## Problem details
Among the lines of data below, reproduce only those from the one with "indicate the blue" through the one with "indicate the informational", exactly as they stand, both ends included.

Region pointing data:
____

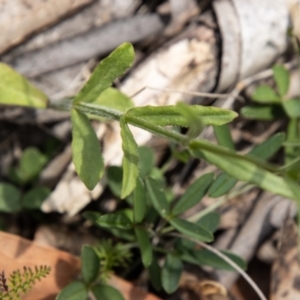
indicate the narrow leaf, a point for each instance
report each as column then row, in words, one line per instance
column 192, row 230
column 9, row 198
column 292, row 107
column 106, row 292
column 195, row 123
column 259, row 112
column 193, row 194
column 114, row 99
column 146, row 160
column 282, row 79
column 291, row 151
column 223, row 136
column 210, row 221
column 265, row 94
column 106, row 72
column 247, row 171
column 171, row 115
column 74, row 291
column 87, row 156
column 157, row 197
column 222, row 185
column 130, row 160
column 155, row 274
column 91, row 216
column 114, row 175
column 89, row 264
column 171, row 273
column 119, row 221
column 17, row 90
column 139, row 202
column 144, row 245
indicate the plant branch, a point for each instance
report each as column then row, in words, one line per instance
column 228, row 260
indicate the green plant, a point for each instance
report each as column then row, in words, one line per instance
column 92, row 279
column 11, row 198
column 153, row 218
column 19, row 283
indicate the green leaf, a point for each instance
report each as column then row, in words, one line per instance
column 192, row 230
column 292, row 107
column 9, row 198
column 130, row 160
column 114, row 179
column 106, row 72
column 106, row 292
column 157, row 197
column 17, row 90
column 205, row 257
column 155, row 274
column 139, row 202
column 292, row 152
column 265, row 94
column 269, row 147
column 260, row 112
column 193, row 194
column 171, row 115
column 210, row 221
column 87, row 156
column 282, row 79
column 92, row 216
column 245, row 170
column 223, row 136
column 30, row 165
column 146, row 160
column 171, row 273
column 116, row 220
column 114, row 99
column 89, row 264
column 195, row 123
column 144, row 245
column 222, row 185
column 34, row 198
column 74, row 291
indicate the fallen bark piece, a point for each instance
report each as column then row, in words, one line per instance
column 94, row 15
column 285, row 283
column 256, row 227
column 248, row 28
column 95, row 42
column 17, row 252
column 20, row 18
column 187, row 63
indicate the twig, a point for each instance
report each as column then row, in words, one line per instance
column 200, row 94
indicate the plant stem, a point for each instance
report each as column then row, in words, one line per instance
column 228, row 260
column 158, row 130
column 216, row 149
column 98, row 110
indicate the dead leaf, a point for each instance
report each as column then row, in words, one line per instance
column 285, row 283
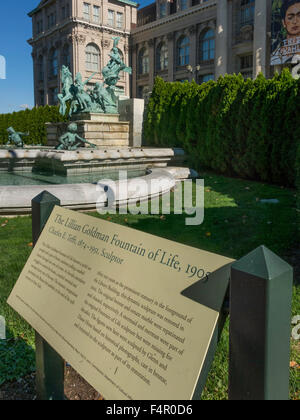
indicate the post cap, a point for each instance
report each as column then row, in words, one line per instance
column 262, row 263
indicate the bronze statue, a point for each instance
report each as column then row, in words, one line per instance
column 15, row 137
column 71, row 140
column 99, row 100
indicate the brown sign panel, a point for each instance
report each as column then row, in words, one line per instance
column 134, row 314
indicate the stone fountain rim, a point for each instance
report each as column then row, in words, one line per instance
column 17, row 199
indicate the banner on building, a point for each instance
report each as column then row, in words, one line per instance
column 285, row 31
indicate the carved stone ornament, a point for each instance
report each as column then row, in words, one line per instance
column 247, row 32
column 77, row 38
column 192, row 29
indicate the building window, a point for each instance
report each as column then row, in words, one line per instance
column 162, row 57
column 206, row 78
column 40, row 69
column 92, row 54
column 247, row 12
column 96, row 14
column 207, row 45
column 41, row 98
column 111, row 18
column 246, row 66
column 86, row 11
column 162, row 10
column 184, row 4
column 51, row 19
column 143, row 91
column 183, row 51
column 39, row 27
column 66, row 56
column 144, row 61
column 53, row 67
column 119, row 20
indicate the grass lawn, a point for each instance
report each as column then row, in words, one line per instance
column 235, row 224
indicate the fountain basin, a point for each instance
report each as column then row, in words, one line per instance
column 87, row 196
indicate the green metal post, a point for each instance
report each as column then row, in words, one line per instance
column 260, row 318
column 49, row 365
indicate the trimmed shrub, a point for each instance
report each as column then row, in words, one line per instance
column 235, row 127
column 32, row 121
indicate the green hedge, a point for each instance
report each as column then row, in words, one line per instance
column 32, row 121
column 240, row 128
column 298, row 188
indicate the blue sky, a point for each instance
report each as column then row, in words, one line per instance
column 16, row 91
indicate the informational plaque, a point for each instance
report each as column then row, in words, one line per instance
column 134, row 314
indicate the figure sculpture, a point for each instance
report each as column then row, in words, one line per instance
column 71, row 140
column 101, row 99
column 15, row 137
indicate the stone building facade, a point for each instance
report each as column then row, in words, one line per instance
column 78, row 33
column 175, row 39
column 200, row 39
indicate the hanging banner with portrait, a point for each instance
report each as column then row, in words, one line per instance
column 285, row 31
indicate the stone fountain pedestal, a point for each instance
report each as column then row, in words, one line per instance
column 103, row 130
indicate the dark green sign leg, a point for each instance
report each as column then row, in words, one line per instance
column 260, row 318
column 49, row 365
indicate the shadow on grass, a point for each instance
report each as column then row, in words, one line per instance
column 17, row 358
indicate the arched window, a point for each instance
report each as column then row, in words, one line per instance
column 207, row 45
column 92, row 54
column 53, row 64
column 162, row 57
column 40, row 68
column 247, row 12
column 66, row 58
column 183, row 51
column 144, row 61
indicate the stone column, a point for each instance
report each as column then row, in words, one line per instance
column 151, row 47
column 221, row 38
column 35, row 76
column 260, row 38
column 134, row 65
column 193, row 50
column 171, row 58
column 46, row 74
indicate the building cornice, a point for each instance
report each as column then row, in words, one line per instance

____

## Answer to the exercise
indicate the blue sky, a point for each instance
report each as column then row, in words, one line per instance
column 16, row 91
indicate the informational plaque, a point for each instance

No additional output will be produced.